- LISTED RECORDS

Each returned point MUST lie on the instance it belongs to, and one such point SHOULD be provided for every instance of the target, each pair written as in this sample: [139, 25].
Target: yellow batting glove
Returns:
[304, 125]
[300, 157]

- TASK ITEM
Reproduce the entries above in full and exactly.

- EXPECTED ANSWER
Each returned point MUST lie on the instance it belongs to, and one such point SHOULD be provided for every instance of the target, each pair written as in this sample: [139, 25].
Target: yellow batting glove
Returns:
[304, 125]
[300, 157]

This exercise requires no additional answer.